Your task:
Every entry should be repeated exactly as written.

(Recorded data)
◆ ◆ ◆

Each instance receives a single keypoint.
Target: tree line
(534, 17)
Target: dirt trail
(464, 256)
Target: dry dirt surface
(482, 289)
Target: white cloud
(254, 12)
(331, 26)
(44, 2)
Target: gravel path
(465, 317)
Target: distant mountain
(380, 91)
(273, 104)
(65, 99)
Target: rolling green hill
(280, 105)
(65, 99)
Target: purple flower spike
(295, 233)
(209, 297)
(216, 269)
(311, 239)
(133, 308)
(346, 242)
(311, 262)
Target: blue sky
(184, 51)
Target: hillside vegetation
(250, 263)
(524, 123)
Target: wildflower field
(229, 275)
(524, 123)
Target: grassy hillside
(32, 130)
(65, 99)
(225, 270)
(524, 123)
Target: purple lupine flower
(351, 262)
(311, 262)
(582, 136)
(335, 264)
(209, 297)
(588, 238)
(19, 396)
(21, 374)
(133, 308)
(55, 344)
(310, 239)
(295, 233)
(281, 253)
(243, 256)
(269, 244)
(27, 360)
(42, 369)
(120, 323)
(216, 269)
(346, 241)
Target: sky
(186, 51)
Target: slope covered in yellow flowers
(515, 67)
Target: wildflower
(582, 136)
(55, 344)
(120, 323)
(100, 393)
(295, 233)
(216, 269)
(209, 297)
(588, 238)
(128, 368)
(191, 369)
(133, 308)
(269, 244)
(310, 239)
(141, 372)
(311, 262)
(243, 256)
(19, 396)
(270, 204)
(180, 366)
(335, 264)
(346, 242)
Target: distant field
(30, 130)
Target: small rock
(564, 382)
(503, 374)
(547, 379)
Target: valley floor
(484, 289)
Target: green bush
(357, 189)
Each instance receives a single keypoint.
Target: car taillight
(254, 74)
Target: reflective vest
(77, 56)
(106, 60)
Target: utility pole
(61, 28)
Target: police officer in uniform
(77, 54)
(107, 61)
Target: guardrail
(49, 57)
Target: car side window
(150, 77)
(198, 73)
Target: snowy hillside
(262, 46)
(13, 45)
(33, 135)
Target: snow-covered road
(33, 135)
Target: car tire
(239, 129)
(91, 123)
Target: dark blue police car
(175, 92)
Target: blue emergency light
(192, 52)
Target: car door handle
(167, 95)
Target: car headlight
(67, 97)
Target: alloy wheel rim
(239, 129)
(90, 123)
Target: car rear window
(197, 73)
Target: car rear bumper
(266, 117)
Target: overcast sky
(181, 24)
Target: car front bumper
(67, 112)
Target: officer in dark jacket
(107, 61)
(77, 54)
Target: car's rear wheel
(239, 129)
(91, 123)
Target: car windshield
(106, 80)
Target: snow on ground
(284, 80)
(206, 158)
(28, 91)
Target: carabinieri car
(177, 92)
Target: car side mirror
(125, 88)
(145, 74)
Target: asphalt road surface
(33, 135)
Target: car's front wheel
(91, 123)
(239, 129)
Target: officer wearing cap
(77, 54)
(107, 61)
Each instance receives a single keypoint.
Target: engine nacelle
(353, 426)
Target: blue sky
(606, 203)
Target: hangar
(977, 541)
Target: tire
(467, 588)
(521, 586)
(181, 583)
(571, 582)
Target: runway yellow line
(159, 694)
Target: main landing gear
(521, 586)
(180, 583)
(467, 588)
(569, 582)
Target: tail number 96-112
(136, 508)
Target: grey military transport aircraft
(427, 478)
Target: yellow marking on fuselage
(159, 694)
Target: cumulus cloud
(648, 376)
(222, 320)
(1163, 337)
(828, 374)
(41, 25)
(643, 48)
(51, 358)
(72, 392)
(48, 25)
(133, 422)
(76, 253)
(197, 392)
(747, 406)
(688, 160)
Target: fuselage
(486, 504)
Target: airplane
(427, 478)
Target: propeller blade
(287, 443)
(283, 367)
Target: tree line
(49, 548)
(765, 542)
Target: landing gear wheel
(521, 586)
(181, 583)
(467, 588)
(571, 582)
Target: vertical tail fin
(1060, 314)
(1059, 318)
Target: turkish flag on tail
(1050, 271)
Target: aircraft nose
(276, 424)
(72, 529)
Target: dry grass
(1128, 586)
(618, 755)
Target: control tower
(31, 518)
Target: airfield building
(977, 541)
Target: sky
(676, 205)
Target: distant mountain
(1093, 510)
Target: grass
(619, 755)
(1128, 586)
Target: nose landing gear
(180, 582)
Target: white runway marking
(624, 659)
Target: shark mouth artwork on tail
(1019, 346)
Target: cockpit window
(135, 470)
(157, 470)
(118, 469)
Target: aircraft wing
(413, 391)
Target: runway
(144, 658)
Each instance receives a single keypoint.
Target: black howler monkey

◆ ◆ ◆

Exercise result:
Each instance receives a single keypoint.
Target: tree line
(534, 17)
Target: dirt trail
(464, 256)
Target: dry dirt surface
(482, 289)
Target: white cloud
(254, 12)
(331, 26)
(44, 2)
Target: gravel path
(465, 317)
Target: distant mountain
(380, 91)
(273, 104)
(65, 99)
Target: rolling green hill
(280, 105)
(65, 99)
Target: purple flower spike
(295, 233)
(209, 297)
(216, 269)
(311, 239)
(133, 308)
(346, 242)
(311, 262)
Target: blue sky
(184, 51)
Target: hillside vegetation
(250, 263)
(524, 123)
Target: wildflower field
(229, 275)
(524, 123)
Target: grassy hillside
(32, 130)
(65, 99)
(225, 270)
(524, 123)
Target: purple lupine flower
(351, 262)
(311, 262)
(582, 136)
(335, 264)
(209, 297)
(588, 238)
(19, 396)
(21, 374)
(133, 308)
(55, 344)
(310, 239)
(295, 233)
(281, 253)
(243, 256)
(269, 244)
(27, 360)
(42, 369)
(120, 323)
(216, 269)
(346, 241)
Target: sky
(186, 51)
Target: slope covered in yellow flowers
(515, 67)
Target: wildflower
(582, 136)
(55, 344)
(120, 323)
(100, 393)
(295, 233)
(216, 269)
(209, 297)
(588, 238)
(128, 368)
(191, 369)
(133, 308)
(269, 244)
(310, 239)
(141, 372)
(311, 262)
(243, 256)
(19, 396)
(270, 204)
(180, 366)
(335, 264)
(346, 242)
Target: distant field
(30, 130)
Target: small rock
(564, 382)
(503, 374)
(547, 379)
Target: valley floor
(484, 289)
Target: green bush
(357, 189)
Each instance receives a single keypoint.
Target: car taillight
(254, 74)
Target: reflective vest
(77, 56)
(106, 60)
Target: utility pole
(61, 28)
Target: police officer in uniform
(77, 54)
(107, 61)
Target: guardrail
(49, 57)
Target: car side window
(150, 77)
(198, 73)
Target: snowy hillside
(262, 46)
(13, 45)
(33, 135)
Target: snow-covered road
(33, 135)
Target: car tire
(239, 129)
(91, 123)
Target: dark blue police car
(175, 92)
Target: blue emergency light
(192, 52)
Target: car door handle
(167, 95)
Target: car headlight
(67, 97)
Target: alloy wheel rim
(239, 129)
(90, 123)
Target: car rear window
(197, 73)
Target: car rear bumper
(266, 117)
Target: overcast sky
(181, 24)
Target: car front bumper
(67, 112)
Target: officer in dark jacket
(107, 61)
(77, 54)
Target: car's rear wheel
(239, 129)
(91, 123)
Target: car windshield
(106, 80)
Target: snow on ground
(284, 80)
(206, 158)
(28, 91)
Target: carabinieri car
(177, 92)
Target: car side mirror
(125, 88)
(145, 74)
Target: asphalt road surface
(33, 135)
Target: car's front wheel
(91, 123)
(239, 129)
Target: officer wearing cap
(77, 54)
(107, 61)
Each instance receives a single keypoint.
Target: engine nacelle
(353, 426)
Target: blue sky
(606, 203)
Target: hangar
(977, 541)
Target: tire
(467, 588)
(521, 586)
(181, 583)
(571, 582)
Target: runway yellow line
(159, 694)
Target: main landing gear
(521, 586)
(180, 583)
(467, 588)
(569, 582)
Target: tail number 96-112
(136, 508)
Target: grey military transport aircraft
(427, 478)
Target: yellow marking on fuselage
(159, 694)
Target: cumulus cloud
(648, 376)
(222, 320)
(1163, 337)
(828, 374)
(41, 25)
(643, 48)
(51, 358)
(72, 392)
(48, 25)
(133, 422)
(76, 253)
(197, 392)
(747, 406)
(688, 160)
Target: fuselage
(486, 504)
Target: airplane
(427, 478)
Target: propeller blade
(287, 443)
(283, 367)
Target: tree line
(49, 548)
(765, 542)
Target: landing gear wheel
(521, 586)
(181, 583)
(467, 588)
(571, 582)
Target: vertical tail fin
(1060, 314)
(1059, 318)
Target: turkish flag on tail
(1050, 271)
Target: aircraft nose
(276, 424)
(72, 529)
Target: dry grass
(1128, 586)
(618, 755)
Target: control tower
(31, 518)
Target: airfield building
(977, 541)
Target: sky
(676, 205)
Target: distant mountain
(1093, 510)
Target: grass
(619, 755)
(1128, 586)
Target: nose landing gear
(180, 582)
Target: white runway marking
(624, 659)
Target: shark mouth artwork on tail
(1019, 346)
Target: cockpit window
(135, 470)
(157, 470)
(118, 469)
Target: aircraft wing
(413, 391)
Target: runway
(144, 658)
Each instance receives a single keypoint.
Target: black howler monkey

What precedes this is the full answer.